CONSIGNA 1: Devuelve cada línea de las entradas que contenga la palabra “reflection”.

TEXTO DADO:
* * * * * * * * *
Y esta mañana amanecerá siendo septiembre. Y en mi cocina hará cada vez menos calor y yo aprovecharé para darle caña a todos esos libros y trastos que me he comprado. Para seguir incursionando en el entretenido mundo de las leches vegetales y los quesos veganos. Para estudiar nuevos modos de utilizar la soja texturizada y el tempeh. Para llenar el congelador de tupers y que Nacho no tenga que comer en el curro flamenquines y pasta con tomate de bote un día sí y otro también. Para que Paula coma cada vez mejor, por más que eso tenga a mi madre en un sinvivir. Para animar al Escocés, que de momento ha vuelto a tontear con el vegetarianismo, a que dé un pasito más, si quiere…

Y mientras observo cómo en mi encimera germinan las semillas de kamut con las que haré rejuvelac, me da por fantasear con un restaurante chiquitito en el centro, en el que entrarían fundamentalmente guiris y perroflautas. Y qué nombre le pondría, me digo. Y me viene a la cabeza aquel trozo de tela con letras blancas y azules bordadas por mí, que rezaba ‘KISS THE COOK’ y que presidía nuestra cocina de Gelves. Qué me gustaba a mí aquella cocina, con su despensa llena de mierdas vegetarianas, su ventana (la favorita de nuestros gatos) a la calle, y su mesa-libro, blanca de patas negras, en la que nos encantaba tantísimo tomar el té y jugar a las cartas y charlar sobre las cosas verdaderamente importantes. Porque un hogar es una cocina en la que te puedas sentar a tomar el té y a charlar mientras tus gatos miran tranquilamente por la ventana.
* * * * * * * * *
DATOS PROPORCIONADOS:
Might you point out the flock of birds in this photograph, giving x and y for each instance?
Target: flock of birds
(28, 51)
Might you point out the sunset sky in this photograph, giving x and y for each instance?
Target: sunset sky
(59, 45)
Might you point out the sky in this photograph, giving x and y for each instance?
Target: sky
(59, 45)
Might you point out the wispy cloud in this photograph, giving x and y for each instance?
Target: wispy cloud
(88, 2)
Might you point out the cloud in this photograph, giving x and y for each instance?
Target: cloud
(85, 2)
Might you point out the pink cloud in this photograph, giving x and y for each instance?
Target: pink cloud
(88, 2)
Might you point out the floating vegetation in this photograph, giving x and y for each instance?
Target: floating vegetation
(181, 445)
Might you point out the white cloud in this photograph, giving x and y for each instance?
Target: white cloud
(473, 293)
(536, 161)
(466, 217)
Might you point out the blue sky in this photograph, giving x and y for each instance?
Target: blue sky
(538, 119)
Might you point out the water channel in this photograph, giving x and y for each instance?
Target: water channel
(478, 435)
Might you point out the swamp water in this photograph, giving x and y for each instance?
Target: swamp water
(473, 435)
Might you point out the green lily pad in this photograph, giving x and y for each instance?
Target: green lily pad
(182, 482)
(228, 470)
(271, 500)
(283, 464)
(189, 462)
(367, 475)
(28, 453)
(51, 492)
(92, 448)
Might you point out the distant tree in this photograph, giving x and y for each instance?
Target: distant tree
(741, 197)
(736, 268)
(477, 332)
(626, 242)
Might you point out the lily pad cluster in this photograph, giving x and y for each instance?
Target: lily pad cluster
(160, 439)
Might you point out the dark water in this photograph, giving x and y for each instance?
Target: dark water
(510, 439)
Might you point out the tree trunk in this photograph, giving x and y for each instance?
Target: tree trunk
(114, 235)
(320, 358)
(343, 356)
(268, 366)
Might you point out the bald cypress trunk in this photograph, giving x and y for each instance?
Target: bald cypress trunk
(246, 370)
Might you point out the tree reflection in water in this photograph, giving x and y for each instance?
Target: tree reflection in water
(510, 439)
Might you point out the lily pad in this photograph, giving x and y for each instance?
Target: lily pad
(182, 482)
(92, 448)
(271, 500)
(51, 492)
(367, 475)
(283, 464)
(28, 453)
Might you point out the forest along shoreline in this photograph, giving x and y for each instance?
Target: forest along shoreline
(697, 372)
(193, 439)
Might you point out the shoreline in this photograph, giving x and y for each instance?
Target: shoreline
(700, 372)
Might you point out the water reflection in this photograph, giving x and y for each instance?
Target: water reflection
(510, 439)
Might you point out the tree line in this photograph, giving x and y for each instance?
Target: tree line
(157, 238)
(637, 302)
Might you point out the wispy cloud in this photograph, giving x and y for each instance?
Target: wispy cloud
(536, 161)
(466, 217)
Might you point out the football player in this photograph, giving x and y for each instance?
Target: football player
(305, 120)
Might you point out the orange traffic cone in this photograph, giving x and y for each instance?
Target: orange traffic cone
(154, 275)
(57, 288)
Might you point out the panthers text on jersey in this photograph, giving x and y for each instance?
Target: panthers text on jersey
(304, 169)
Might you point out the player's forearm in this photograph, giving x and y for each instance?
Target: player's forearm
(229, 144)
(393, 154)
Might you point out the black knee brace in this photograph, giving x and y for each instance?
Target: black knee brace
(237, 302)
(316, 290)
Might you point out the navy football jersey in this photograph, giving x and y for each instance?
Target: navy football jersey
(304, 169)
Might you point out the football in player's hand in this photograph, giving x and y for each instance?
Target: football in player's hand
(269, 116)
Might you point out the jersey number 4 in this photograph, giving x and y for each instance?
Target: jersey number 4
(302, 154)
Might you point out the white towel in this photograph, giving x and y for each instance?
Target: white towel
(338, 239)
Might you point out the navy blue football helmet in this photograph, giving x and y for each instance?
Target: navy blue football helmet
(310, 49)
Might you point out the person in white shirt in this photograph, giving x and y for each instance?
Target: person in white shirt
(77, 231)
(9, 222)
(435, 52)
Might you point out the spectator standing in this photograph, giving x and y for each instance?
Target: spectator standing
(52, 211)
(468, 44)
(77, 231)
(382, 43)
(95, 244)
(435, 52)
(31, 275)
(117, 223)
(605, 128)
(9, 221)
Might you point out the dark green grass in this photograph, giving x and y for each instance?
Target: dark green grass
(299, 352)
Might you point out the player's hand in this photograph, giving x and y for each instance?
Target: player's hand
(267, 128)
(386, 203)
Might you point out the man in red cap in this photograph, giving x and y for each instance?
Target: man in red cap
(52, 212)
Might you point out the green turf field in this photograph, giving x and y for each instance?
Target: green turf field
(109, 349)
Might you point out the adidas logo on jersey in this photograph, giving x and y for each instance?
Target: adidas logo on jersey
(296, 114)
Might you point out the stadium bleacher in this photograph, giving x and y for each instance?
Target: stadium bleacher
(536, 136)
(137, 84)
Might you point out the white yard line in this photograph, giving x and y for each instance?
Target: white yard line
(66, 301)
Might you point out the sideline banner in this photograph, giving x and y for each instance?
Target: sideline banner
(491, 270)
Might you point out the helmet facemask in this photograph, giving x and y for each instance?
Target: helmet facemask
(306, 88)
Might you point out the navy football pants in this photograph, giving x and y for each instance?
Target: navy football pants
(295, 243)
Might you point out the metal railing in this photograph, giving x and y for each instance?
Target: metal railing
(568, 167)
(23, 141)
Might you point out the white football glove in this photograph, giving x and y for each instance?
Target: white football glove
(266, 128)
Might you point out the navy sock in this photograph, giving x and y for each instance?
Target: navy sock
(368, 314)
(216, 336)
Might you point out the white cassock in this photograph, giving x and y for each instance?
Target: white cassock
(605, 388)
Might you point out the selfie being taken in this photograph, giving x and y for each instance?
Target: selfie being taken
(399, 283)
* * * * * * * * *
CONSIGNA 2: Enumera las personas que el texto sobre la cocina menciona por su nombre o apodo.

RESPUESTA COMPLETA 1:
Might you point out the tree reflection in water in this photograph, giving x and y for each instance?
Target: tree reflection in water
Might you point out the water reflection in this photograph, giving x and y for each instance?
Target: water reflection

RESPUESTA COMPLETA 2: Nacho, Paula y el Escocés.